→ **Data supplied**:
####
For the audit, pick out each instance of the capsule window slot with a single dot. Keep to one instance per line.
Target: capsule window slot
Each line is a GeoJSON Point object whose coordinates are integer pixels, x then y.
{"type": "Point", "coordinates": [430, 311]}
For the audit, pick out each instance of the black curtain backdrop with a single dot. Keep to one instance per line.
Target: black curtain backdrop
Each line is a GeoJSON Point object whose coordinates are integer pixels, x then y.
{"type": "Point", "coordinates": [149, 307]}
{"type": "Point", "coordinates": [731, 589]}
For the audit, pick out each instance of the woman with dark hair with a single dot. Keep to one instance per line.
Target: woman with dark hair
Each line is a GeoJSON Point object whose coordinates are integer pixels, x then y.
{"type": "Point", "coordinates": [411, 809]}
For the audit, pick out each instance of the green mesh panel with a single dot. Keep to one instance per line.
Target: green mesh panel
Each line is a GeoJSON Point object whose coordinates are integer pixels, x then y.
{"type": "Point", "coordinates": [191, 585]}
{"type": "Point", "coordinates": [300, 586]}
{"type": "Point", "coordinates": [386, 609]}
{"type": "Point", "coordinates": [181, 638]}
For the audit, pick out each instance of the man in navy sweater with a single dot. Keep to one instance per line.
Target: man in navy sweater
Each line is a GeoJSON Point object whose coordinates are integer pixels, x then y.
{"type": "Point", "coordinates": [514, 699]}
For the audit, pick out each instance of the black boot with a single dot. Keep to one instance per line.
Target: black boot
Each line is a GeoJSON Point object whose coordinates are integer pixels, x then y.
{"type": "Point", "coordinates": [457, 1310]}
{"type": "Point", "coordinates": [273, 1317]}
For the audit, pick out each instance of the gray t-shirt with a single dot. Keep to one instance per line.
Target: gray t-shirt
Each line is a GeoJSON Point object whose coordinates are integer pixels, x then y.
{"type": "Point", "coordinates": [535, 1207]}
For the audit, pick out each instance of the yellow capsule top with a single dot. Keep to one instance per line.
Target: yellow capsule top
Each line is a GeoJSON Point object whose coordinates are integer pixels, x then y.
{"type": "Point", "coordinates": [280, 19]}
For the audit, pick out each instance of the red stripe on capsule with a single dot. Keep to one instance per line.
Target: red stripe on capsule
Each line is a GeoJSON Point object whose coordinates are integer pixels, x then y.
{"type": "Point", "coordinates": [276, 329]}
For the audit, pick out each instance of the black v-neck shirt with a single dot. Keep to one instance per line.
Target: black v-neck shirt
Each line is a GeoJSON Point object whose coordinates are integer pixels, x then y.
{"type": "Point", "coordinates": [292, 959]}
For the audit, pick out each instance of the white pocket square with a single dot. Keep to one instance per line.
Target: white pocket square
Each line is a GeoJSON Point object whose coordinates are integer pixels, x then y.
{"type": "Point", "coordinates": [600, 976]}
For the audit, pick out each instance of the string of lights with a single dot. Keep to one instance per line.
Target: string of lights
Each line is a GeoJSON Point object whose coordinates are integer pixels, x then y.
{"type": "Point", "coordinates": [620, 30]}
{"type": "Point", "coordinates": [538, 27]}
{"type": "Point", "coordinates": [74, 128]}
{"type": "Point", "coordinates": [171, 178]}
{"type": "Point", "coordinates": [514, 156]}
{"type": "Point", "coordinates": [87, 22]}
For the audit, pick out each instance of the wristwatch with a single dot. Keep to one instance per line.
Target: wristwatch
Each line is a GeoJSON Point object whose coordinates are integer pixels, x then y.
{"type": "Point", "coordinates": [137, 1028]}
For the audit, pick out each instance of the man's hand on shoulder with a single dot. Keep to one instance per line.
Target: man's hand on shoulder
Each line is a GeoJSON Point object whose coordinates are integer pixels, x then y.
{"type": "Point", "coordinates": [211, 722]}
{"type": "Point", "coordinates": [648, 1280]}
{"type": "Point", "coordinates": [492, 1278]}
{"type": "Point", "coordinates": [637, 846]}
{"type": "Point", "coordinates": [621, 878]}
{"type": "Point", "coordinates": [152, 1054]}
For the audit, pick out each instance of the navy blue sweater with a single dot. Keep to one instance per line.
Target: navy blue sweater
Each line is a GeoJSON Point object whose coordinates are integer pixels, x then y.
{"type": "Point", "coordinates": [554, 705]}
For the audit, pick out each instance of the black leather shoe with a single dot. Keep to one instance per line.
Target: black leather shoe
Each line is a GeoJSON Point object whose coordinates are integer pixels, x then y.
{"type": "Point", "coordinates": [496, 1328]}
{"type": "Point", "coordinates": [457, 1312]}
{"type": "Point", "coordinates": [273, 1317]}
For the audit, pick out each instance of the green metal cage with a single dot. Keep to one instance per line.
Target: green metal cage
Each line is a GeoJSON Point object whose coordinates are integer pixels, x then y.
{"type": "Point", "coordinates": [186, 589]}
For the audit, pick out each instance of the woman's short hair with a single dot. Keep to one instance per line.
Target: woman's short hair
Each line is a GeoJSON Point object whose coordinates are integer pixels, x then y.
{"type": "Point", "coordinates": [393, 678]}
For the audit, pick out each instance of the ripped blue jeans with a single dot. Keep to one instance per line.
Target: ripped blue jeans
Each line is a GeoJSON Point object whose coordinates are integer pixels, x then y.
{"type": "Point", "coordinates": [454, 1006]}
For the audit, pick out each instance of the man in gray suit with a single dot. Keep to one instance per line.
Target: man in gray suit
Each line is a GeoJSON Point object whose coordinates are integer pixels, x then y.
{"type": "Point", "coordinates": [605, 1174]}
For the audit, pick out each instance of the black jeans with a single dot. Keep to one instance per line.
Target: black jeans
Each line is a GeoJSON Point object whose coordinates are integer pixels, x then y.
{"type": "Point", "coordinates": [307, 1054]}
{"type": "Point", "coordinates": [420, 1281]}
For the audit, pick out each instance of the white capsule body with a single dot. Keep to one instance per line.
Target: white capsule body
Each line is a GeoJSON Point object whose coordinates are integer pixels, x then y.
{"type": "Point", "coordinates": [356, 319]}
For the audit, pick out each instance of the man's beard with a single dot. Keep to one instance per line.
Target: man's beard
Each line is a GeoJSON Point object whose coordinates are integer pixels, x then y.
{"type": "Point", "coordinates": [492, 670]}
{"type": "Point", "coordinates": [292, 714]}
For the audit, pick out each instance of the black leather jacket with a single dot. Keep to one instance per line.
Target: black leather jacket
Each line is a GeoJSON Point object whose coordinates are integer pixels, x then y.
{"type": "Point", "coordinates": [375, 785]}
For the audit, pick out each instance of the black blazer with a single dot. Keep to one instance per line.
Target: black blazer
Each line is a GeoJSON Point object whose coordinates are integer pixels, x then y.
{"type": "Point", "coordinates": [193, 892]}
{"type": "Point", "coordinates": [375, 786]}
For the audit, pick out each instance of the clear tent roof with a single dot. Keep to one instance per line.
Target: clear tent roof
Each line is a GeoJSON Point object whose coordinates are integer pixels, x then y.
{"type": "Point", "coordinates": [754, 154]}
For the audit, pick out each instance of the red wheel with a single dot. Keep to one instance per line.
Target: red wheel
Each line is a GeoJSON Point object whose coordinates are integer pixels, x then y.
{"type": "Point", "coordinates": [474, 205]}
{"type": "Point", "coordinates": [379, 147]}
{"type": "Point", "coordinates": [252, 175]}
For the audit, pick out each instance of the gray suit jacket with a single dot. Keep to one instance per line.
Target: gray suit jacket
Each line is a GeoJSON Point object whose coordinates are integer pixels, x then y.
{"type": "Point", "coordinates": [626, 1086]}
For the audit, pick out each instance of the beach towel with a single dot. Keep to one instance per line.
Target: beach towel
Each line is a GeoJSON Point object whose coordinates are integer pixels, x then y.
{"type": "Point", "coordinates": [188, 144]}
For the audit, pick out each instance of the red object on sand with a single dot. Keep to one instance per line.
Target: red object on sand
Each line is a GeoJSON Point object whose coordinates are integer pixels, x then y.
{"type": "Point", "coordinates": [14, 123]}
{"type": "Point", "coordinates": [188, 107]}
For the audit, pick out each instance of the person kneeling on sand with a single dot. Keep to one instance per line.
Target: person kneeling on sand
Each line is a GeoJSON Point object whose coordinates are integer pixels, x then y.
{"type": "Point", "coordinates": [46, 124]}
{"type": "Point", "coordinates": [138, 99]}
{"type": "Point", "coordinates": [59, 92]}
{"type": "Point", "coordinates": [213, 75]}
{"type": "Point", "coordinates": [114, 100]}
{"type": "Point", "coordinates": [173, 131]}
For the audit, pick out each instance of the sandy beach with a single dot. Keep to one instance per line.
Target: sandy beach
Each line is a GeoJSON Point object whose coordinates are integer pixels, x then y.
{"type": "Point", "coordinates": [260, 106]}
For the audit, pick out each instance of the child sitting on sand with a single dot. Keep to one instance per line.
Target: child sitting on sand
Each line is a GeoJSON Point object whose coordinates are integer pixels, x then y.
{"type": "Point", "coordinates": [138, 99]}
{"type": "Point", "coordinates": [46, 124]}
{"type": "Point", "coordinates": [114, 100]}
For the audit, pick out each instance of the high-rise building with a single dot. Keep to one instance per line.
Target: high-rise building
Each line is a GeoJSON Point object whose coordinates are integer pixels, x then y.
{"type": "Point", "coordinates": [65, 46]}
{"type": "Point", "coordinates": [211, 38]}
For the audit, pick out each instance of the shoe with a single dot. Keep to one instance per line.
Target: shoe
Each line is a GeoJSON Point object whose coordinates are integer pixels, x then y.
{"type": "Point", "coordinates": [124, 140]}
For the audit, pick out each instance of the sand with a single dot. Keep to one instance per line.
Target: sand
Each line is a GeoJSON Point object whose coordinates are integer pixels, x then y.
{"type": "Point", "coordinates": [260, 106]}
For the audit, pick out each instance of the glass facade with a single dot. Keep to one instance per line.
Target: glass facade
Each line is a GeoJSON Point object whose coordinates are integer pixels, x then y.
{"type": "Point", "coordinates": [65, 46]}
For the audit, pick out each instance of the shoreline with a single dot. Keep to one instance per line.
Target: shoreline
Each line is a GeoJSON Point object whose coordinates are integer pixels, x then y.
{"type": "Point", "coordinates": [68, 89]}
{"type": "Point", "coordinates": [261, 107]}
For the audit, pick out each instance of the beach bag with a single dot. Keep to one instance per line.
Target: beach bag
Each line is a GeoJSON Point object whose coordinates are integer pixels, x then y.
####
Write out exactly the final stretch of the records: the line containing "For the audit, pick out each instance of the glass" and every line after it, through the last, and nothing else.

→ **The result**:
For the audit, pick out each instance of the glass facade with a single dot. Keep to one instance per line.
Target: glass facade
Each line is a GeoJSON Point object whose coordinates are integer pixels, x then y.
{"type": "Point", "coordinates": [65, 46]}
For the audit, pick out each instance of the shoreline with a single dot. Keep to one instance per line.
Target: shoreline
Each line is a GeoJSON Point object whose coordinates are integer pixels, x then y.
{"type": "Point", "coordinates": [68, 89]}
{"type": "Point", "coordinates": [261, 107]}
For the audit, pick out each instance of the beach bag with a single dot. Keep to one instance per line.
Target: beach bag
Each line is a GeoJSON Point object whose coordinates are integer pixels, x then y.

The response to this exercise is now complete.